- _YOUR GOAL_
In the forum thread about the Cocoa Beach Entertainment book, find the passage that starts at the words "We were just" and stops after "on the causeway.". Write that passage out word for word.

- _DOCUMENT SEGMENT_
_____
# Entertainment book for Cocoa Beach



## rapmarks (Mar 31, 2008)

Anyone know if the book is worth the price for the Cocoa Beach area?  We already have the punch card, but are their enough coupons for restaurants and attractions to make it worth while.


----------



## swift (Mar 31, 2008)

I am going to move this to the Florida board. You might get a better response there.


----------



## Judy (Mar 31, 2008)

The Entertainment Book for Cocoa Beach is the Brevard County Area book.  It includes Cocoa, Cocoa Beach, Cape Canaveral, Merritt Island, Melbourne, Palm Bay, Vero Beach & "surrounding areas".  There is only one fine dining restaurant that is actually in Cocoa Beach.  In the Casual Dining & Fast Food section, there are 5 coupons for Cocoa Beach. Cocoa, Cape Canaveral, and Merritt Island are not far from Cocoa Beach.  There are 14 more there; about half are fast food.


----------



## rapmarks (Mar 31, 2008)

Judy, which restaurant is in the fine dining section?  It doesn't appear when looking on line that it is worth the money for the book.  However, I have heard that you can pay a $4.95 fee for a one time right to print coupons from a certain area.  However, I can't find that link.


----------



## jlwquilter (Mar 31, 2008)

rapmarks said:


> Judy, which restaurant is in the fine dining section?  It doesn't appear when looking on line that it is worth the money for the book.  However, I have heard that you can pay a $4.95 fee for a one time right to print coupons from a certain area.  However, I can't find that link.




That fee is to join, on a monthly basis, as an on-line member. No book, no card. But you can supposedly print off coupons as needed... I believe for multiple locations across the US. I saw the link when I was at the site less than a month ago to buy the Jacksonville Book. I seriously considered doing the on-line thing but as our vacations are spaced out every 3 months, and I gather some areas don't have that many good coupons to use anyway, I didn't think paying the $5 a month made sense for us.


----------



## Mel7706 (Mar 31, 2008)

*Restaurants in Cocoa*

We were just in Satellite Beach. There are two places I would not recommend, The Lobster Shanty north of Sat.  Bch. and the Dixie Crossroads in Titusville. Would recommend Florida Seafood and the small mom & pop restaurant(great crab cakes) across the street from Fl. Seafood. I think it is "The Old Fish House". Both are in Cocoa Beach JUST west of Ron Jon's 
on the causeway.
_____
Point placement listing:
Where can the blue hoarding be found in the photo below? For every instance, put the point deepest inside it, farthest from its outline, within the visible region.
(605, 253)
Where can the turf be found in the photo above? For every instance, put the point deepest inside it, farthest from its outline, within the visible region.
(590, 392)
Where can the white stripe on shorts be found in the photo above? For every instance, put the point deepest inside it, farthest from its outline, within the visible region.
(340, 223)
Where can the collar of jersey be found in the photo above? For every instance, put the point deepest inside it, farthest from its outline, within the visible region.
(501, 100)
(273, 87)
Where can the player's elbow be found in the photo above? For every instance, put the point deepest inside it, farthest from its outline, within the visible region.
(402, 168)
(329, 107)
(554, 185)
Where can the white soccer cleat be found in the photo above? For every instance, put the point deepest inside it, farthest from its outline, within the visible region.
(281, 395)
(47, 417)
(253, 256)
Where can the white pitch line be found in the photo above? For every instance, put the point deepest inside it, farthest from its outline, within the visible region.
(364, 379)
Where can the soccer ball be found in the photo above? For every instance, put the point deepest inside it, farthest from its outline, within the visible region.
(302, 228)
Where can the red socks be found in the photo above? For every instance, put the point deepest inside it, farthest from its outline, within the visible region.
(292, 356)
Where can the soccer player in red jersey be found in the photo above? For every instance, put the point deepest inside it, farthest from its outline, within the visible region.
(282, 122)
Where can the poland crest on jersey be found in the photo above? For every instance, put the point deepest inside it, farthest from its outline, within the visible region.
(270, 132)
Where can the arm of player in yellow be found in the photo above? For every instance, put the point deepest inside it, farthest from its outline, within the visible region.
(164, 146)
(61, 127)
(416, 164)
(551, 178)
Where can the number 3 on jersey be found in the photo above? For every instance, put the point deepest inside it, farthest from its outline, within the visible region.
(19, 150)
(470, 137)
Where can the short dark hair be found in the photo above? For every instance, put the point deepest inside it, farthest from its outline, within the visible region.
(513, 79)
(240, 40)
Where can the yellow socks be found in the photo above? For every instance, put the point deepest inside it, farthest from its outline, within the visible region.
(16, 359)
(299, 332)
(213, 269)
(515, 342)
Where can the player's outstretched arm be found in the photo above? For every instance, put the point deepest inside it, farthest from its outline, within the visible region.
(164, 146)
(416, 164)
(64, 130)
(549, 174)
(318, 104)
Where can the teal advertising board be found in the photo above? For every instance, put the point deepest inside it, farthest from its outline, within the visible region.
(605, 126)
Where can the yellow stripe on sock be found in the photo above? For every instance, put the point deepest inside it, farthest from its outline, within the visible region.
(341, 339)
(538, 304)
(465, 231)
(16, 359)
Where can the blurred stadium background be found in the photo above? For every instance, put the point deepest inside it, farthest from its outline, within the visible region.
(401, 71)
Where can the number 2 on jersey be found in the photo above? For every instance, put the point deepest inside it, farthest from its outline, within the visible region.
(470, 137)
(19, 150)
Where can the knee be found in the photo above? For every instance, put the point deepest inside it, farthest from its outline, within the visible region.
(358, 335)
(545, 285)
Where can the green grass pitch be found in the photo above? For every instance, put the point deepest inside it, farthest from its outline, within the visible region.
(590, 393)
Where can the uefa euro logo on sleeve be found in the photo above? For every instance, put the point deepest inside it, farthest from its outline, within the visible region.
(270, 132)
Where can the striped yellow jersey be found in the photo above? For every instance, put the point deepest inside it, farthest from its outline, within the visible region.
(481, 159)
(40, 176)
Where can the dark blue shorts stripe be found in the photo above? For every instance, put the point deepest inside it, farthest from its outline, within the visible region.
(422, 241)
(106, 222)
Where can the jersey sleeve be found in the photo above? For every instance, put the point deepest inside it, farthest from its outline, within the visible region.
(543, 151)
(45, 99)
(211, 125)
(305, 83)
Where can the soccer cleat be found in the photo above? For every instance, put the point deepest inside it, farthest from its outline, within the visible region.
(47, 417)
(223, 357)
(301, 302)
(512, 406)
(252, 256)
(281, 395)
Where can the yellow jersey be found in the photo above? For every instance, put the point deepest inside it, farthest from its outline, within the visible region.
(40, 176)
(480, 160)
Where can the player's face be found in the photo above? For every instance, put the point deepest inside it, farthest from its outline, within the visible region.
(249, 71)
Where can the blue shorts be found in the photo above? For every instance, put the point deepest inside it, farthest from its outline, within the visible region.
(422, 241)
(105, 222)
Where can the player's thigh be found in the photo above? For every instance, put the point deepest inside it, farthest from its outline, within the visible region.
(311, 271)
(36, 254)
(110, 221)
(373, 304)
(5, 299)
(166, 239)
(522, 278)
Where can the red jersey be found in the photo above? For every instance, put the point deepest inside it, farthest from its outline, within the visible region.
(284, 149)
_____
- _WORKED SOLUTION_
We were just in Satellite Beach. There are two places I would not recommend, The Lobster Shanty north of Sat.  Bch. and the Dixie Crossroads in Titusville. Would recommend Florida Seafood and the small mom & pop restaurant(great crab cakes) across the street from Fl. Seafood. I think it is "The Old Fish House". Both are in Cocoa Beach JUST west of Ron Jon's 
on the causeway.